## Text excerpt:
I have read through the thread you linked there once but will read through it again a couple of times, there's a lot of interesting stuff in there, thanks. The final solution for Cambo's pinging seems to have been new cats, with the REM code P1235 being mentioned mid thread, but the discussion of this seemed to trail off somewhat. Although he did replace a lot of stuff along the way including both fuel pumps with the oem jag ones (buckets, pipes and all) which are an eye watering price.

Don,
I looked in the powertrain section of the workshop manual again and can't find any reference to P1235 (P1234 and then P1236 were there, but P1235 isn't !!) I did this by searching the PDF so could have missed something. The bit about P1235 that I put in my recent post was something I found in the electrical section of the manual but there are no pinpoint tests identified that I can find so far that refer to P1235.

I drove for a while today with the scanner showing live figures for fuel level 1 (FL1), fuel level 2 (FL2), pump duty cycle (PDC) & pump duty cycle 2 (PDC2). Driving at around 60mph for about 10 minutes and the figures changed as follows;

FL1 started at 74% and dropped to 80% by the end of the drive, FL2 started at 58% rose gradually to 52%. So fuel level on the right hand side rising and fuel in the left hand side dropping as I drive, that's for certain.

PDC/PDC2 at idle as before 26%/52% (give or take 2 decimal places)
PDC/PDC2 cruising at 60mph 29/58% (give or take 2 decimal places)

When I turned off the engine;
PDC/PDC2 74.9%/0%
This are the same values as when I floored the accelerator in the garage (or maybe very shortly afterwards)

## Excerpted records:
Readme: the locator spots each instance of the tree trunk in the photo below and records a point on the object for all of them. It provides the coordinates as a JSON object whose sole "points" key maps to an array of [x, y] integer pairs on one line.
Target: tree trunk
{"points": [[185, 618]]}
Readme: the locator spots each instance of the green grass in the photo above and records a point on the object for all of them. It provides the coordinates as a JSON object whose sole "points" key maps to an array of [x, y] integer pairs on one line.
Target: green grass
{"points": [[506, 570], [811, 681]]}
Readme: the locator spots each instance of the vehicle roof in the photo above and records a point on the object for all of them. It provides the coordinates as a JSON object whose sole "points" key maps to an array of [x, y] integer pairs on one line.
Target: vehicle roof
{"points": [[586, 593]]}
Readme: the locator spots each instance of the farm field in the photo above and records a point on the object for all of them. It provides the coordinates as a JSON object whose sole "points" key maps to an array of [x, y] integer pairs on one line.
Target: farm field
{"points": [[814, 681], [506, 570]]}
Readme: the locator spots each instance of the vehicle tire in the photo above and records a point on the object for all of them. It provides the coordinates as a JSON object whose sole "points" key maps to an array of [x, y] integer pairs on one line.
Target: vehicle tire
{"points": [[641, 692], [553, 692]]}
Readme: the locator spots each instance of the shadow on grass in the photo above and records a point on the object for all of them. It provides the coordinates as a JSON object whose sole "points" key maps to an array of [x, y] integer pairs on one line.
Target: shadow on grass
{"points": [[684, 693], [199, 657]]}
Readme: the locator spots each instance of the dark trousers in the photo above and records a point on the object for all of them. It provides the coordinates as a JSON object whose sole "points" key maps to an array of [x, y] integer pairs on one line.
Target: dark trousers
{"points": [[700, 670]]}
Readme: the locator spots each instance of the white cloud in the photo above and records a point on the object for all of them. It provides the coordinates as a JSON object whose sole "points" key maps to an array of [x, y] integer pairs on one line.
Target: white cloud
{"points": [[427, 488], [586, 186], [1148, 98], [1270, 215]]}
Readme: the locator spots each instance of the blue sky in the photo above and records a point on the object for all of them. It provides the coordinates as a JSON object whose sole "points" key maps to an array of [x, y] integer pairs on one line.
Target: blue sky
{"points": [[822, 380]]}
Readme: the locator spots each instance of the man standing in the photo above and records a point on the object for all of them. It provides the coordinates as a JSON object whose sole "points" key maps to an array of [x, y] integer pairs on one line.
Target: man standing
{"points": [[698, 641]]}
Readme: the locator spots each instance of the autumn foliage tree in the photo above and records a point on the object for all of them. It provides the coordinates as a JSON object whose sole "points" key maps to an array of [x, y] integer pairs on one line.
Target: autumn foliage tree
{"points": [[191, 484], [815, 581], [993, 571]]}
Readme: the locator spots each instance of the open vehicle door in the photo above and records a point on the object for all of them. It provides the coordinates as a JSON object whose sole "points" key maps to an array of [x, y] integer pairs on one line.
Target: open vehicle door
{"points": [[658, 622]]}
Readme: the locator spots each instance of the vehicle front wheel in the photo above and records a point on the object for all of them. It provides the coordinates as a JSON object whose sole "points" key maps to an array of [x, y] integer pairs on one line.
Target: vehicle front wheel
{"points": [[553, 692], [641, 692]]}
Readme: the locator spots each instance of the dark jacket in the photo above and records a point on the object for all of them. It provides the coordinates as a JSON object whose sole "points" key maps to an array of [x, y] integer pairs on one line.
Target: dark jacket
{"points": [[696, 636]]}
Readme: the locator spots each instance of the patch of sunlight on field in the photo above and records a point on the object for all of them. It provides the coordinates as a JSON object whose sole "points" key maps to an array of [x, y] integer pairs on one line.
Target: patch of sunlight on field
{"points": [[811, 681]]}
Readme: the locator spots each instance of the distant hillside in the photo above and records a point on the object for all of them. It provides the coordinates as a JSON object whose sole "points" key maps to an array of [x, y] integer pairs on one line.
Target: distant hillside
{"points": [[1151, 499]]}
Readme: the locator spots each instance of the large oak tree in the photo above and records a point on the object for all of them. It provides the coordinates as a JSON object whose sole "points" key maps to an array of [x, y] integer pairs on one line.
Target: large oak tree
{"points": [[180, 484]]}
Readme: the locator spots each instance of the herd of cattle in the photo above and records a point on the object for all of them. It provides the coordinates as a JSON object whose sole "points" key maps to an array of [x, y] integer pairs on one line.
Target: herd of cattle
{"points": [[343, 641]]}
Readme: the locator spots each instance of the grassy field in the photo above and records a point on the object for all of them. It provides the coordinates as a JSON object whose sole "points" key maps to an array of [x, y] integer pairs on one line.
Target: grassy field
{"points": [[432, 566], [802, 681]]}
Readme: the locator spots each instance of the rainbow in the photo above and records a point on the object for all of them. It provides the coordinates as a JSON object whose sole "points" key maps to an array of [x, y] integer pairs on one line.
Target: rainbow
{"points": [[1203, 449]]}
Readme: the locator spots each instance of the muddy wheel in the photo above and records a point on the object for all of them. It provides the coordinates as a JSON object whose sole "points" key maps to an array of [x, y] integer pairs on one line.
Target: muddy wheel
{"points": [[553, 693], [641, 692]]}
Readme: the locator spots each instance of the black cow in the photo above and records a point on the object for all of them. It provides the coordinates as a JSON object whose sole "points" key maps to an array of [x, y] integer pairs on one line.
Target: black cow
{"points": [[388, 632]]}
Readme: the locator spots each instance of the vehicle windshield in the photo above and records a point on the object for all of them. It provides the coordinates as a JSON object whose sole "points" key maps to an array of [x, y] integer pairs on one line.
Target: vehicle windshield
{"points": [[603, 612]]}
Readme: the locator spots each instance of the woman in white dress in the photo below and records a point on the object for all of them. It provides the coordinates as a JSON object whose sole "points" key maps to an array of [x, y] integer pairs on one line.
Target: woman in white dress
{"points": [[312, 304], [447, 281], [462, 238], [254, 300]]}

## Job:
Copy out the forum post above about fuel levels and pump duty cycles, word for word and in full.

## Written solution:
I have read through the thread you linked there once but will read through it again a couple of times, there's a lot of interesting stuff in there, thanks. The final solution for Cambo's pinging seems to have been new cats, with the REM code P1235 being mentioned mid thread, but the discussion of this seemed to trail off somewhat. Although he did replace a lot of stuff along the way including both fuel pumps with the oem jag ones (buckets, pipes and all) which are an eye watering price.

Don,
I looked in the powertrain section of the workshop manual again and can't find any reference to P1235 (P1234 and then P1236 were there, but P1235 isn't !!) I did this by searching the PDF so could have missed something. The bit about P1235 that I put in my recent post was something I found in the electrical section of the manual but there are no pinpoint tests identified that I can find so far that refer to P1235.

I drove for a while today with the scanner showing live figures for fuel level 1 (FL1), fuel level 2 (FL2), pump duty cycle (PDC) & pump duty cycle 2 (PDC2). Driving at around 60mph for about 10 minutes and the figures changed as follows;

FL1 started at 74% and dropped to 80% by the end of the drive, FL2 started at 58% rose gradually to 52%. So fuel level on the right hand side rising and fuel in the left hand side dropping as I drive, that's for certain.

PDC/PDC2 at idle as before 26%/52% (give or take 2 decimal places)
PDC/PDC2 cruising at 60mph 29/58% (give or take 2 decimal places)

When I turned off the engine;
PDC/PDC2 74.9%/0%
This are the same values as when I floored the accelerator in the garage (or maybe very shortly afterwards)